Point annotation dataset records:
================================
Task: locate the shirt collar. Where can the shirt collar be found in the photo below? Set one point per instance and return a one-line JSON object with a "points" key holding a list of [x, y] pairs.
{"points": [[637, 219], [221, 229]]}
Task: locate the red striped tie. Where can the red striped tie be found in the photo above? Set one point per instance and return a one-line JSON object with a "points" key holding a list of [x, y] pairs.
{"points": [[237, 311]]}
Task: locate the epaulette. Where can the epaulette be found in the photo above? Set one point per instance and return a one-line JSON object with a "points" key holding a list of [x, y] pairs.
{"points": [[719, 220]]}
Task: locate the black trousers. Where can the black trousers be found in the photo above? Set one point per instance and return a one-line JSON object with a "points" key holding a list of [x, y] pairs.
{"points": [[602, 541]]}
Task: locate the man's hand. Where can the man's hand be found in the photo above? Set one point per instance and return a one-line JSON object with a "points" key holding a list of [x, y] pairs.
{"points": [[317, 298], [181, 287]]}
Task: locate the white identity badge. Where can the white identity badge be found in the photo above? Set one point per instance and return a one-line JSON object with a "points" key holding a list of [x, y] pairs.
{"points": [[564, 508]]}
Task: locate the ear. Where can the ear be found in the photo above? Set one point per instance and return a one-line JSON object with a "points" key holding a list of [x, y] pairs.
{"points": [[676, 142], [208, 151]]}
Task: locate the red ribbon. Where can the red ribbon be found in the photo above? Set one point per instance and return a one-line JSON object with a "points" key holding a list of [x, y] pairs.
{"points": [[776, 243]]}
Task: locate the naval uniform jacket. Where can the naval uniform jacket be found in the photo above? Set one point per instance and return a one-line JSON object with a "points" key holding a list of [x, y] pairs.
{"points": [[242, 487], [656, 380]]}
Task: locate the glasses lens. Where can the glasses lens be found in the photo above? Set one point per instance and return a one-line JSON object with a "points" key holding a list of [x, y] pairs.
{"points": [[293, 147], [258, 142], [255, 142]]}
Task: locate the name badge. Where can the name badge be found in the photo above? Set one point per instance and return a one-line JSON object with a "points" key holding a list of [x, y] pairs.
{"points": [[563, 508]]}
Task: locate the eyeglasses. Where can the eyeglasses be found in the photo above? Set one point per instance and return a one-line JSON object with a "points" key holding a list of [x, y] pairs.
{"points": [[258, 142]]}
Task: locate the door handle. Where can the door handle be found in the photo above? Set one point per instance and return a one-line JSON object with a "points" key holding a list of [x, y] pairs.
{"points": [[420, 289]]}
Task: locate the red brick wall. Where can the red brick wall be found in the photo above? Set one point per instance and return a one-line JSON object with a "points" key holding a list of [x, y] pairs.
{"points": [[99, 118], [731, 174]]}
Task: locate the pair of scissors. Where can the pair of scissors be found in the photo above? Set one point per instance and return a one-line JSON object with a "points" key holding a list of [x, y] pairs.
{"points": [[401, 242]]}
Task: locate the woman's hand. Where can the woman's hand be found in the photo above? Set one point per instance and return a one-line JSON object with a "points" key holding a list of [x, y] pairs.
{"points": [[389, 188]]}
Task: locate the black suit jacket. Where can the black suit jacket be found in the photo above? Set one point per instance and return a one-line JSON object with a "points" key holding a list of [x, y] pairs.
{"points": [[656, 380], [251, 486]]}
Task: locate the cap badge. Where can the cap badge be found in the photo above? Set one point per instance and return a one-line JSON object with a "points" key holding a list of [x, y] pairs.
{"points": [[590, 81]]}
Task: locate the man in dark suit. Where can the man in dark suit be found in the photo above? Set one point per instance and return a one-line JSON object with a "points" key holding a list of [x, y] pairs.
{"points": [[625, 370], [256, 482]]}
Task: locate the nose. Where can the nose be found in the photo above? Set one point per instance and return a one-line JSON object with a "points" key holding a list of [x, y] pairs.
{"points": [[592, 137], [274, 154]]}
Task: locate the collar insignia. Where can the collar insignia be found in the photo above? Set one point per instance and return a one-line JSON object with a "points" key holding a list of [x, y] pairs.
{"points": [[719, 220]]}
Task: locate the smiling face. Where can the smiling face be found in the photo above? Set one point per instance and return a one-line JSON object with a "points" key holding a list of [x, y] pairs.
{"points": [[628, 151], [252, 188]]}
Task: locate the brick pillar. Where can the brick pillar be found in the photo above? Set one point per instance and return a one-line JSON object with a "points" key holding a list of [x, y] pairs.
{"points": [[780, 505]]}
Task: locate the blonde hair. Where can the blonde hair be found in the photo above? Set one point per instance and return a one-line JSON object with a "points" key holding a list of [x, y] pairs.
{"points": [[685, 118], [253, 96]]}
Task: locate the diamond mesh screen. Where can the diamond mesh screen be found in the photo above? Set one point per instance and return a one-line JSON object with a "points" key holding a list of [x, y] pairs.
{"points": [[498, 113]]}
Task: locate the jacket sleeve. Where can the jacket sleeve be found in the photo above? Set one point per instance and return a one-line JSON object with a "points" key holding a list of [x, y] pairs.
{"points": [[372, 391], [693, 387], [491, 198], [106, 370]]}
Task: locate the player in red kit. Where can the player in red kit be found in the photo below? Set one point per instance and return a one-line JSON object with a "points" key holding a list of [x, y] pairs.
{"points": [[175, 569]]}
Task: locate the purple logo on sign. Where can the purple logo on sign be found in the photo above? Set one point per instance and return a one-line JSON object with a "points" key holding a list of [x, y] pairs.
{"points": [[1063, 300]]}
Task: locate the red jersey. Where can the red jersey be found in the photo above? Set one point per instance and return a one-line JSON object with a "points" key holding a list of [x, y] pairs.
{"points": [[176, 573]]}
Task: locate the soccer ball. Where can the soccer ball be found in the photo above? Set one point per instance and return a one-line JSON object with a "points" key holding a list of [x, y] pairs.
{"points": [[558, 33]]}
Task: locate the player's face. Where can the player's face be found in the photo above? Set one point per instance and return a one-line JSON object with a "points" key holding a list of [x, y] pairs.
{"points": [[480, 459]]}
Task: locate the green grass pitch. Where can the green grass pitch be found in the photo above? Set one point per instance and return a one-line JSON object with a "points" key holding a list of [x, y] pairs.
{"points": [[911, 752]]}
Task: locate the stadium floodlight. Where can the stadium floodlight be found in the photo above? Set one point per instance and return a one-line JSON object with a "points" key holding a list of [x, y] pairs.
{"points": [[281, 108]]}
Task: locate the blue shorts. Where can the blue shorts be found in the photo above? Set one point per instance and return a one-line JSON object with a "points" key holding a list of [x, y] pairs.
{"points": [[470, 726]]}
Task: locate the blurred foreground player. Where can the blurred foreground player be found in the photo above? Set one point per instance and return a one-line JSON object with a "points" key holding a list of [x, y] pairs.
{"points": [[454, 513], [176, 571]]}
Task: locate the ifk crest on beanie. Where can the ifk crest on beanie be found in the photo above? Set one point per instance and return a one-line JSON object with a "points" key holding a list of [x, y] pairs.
================================
=== TASK DIRECTIONS ===
Reproduce all data above, unchanged.

=== WRITTEN ANSWER ===
Task: locate the shirt collar. Where can the shirt collar be found in the photo below? Set one point per instance and return a one-line JSON object with a "points" key holding a list of [x, y] pairs.
{"points": [[637, 219], [221, 229]]}
Task: locate the red striped tie. Where can the red striped tie be found in the photo above? Set one point per instance and return a one-line JSON object with a "points" key holding a list of [x, y] pairs.
{"points": [[237, 311]]}
Task: locate the epaulette. Where can the epaulette be found in the photo above? Set one point per instance and return a one-line JSON object with a "points" key holding a list of [x, y] pairs.
{"points": [[719, 220]]}
Task: locate the black trousers. Where can the black trousers be found in the photo above? Set one point per instance and return a one-line JSON object with a "points" key holding a list of [x, y] pairs.
{"points": [[602, 541]]}
Task: locate the man's hand. Where can the man's hand be found in the photo above? Set one point per instance and return a one-line JSON object with a "points" key holding a list of [x, y] pairs.
{"points": [[317, 298], [181, 287]]}
Task: locate the white identity badge. Where can the white identity badge be found in the photo above? Set one point per instance and return a one-line JSON object with a "points" key holding a list of [x, y] pairs.
{"points": [[564, 508]]}
Task: locate the ear. Where can the ear be found in the photo above? Set one point per instance and return a one-line JSON object with a "points" key holding a list of [x, y] pairs.
{"points": [[676, 142], [208, 151]]}
Task: locate the red ribbon. Where can the red ribbon be found in the photo above? Set one point per instance and return a one-line JSON object with a "points" key holding a list of [x, y] pairs.
{"points": [[776, 243]]}
Task: locate the naval uniform jacket. Where can the naval uniform jacket be found in the photo above? Set one point per instance and return a one-line JSON object with a "points" key holding a list of [x, y] pairs.
{"points": [[242, 487], [656, 380]]}
Task: locate the glasses lens. Where can the glasses lens be found in the photo above? Set one point per instance and return a one-line JSON object with a "points" key holding a list of [x, y] pairs.
{"points": [[293, 147], [258, 142], [255, 142]]}
Task: locate the name badge. Where can the name badge be found in the photo above? Set one point per instance and return a one-line JSON object with a "points" key holding a list of [x, y] pairs.
{"points": [[563, 508]]}
Task: locate the eyeglasses. Where can the eyeglasses be found in the photo above? Set one point per instance and return a one-line JSON object with a "points" key holding a list of [x, y] pairs.
{"points": [[258, 142]]}
Task: locate the door handle. Where can the door handle be found in the photo above? Set one point per instance and return a one-line JSON object with a "points" key holding a list of [x, y] pairs.
{"points": [[420, 289]]}
Task: locate the red brick wall. Where can the red brick wall be found in the photo above? Set one point per instance and return a one-line JSON object with a "points" key holding a list of [x, y] pairs.
{"points": [[99, 118], [731, 174]]}
Task: locate the pair of scissors. Where can the pair of scissors be found in the photo above? Set one point per instance and return a one-line JSON object with a "points" key holding a list of [x, y] pairs.
{"points": [[401, 242]]}
Task: locate the woman's hand. Where can the woman's hand be found in the photo above? Set one point per instance and return a one-line JSON object with a "points" key holding a list of [x, y] pairs.
{"points": [[389, 188]]}
Task: locate the black suit jacket. Where can the black suit jacket be found in the photo above? Set one point per instance and return a one-line JSON object with a "points" key holding a list of [x, y] pairs.
{"points": [[656, 380], [251, 486]]}
Task: locate the cap badge. Where can the cap badge be found in the photo above? Set one point per instance and return a one-line JSON object with a "points" key holding a list of [x, y] pairs.
{"points": [[590, 81]]}
Task: locate the man in dark suit. Where can the man in dark suit be found in the photo above? Set one point per instance and return a one-line JSON object with a "points" key holding a list of [x, y] pairs.
{"points": [[625, 370], [256, 482]]}
Task: locate the nose. Where can the nose be found in the photo above? Set one point per instance and return a one-line JSON object with a "points" key holding a list of [x, y] pairs.
{"points": [[592, 137], [274, 154]]}
Task: locate the collar insignia. Where can the collar insignia be found in the photo above? Set one point per instance and return a one-line JSON object with a "points" key holding a list of [x, y] pairs.
{"points": [[719, 220]]}
Task: locate the smiling face. Where can the smiling face be found in the photo above? Set one point per instance and return a one-line JSON object with a "points" key holding a list of [x, y] pairs.
{"points": [[628, 151], [252, 188]]}
Task: locate the brick pillar. Where can the brick pillar be found in the photo above? Set one point per instance and return a one-line JSON object with a "points" key holding a list of [x, y] pairs.
{"points": [[780, 505]]}
Task: locate the blonde hair. Where can the blonde hair be found in the photo above? Set one point per instance and return a one-line JSON object with a "points" key holding a list of [x, y] pairs.
{"points": [[685, 118], [253, 96]]}
Task: locate the diamond mesh screen. Where can the diamond mesh screen be found in the photo above? Set one point per instance and return a one-line JSON object with a "points" key holding a list of [x, y] pairs.
{"points": [[498, 113]]}
Task: locate the jacket sleeve. Where can the jacket sleeve be found in the photo above? Set one point per instance and return a one-line JSON object with a "points" key holding a list of [x, y] pairs.
{"points": [[372, 391], [693, 387], [491, 198], [106, 370]]}
Task: locate the player in red kit. Where can the player in red kit be found in the photo below? Set one point per instance and return a one-line JSON object with a "points" key holding a list of [x, y] pairs.
{"points": [[175, 569]]}
Task: locate the purple logo on sign. Where can the purple logo on sign be found in the photo above? Set one point per instance and return a one-line JSON object with a "points" key holding a list of [x, y] pairs.
{"points": [[1063, 300]]}
Task: locate the red jersey. Where can the red jersey be found in the photo above? Set one point per instance and return a one-line JSON object with a "points" key holding a list of [x, y] pairs.
{"points": [[176, 573]]}
Task: locate the soccer ball. Where can the soccer ball be found in the photo above? Set one point per instance and return a one-line JSON object with a "points" key holding a list of [x, y] pairs.
{"points": [[558, 33]]}
Task: locate the player's face. Where can the player's face be found in the photo above? Set one point per instance and return a one-line JSON object with a "points" key holding a list of [x, y] pairs.
{"points": [[480, 459]]}
Task: locate the green grass pitch. Where can the green grass pitch be found in the photo above? Set one point per instance and return a one-line JSON object with a "points" key holding a list of [x, y] pairs.
{"points": [[911, 752]]}
Task: locate the stadium floodlight. Where can the stadium floodlight be found in the photo above? Set one point per instance and return a one-line JSON object with a "points" key holding a list of [x, y] pairs.
{"points": [[281, 108]]}
Task: locate the blue shorts. Where can the blue shorts be found in the photo above? Set one point per instance and return a one-line JSON object with a "points" key holding a list of [x, y] pairs.
{"points": [[470, 726]]}
Task: locate the blurred foreground player. Where can the blurred foreground player be found in the photo above? Set one point per instance and return a one-line JSON object with a "points" key holding a list of [x, y] pairs.
{"points": [[454, 513], [176, 571]]}
Task: locate the ifk crest on beanie. Where can the ifk crest on beanie be found in the photo above? Set one point per instance and return a one-line JSON object with a "points" key holding a list of [x, y] pairs.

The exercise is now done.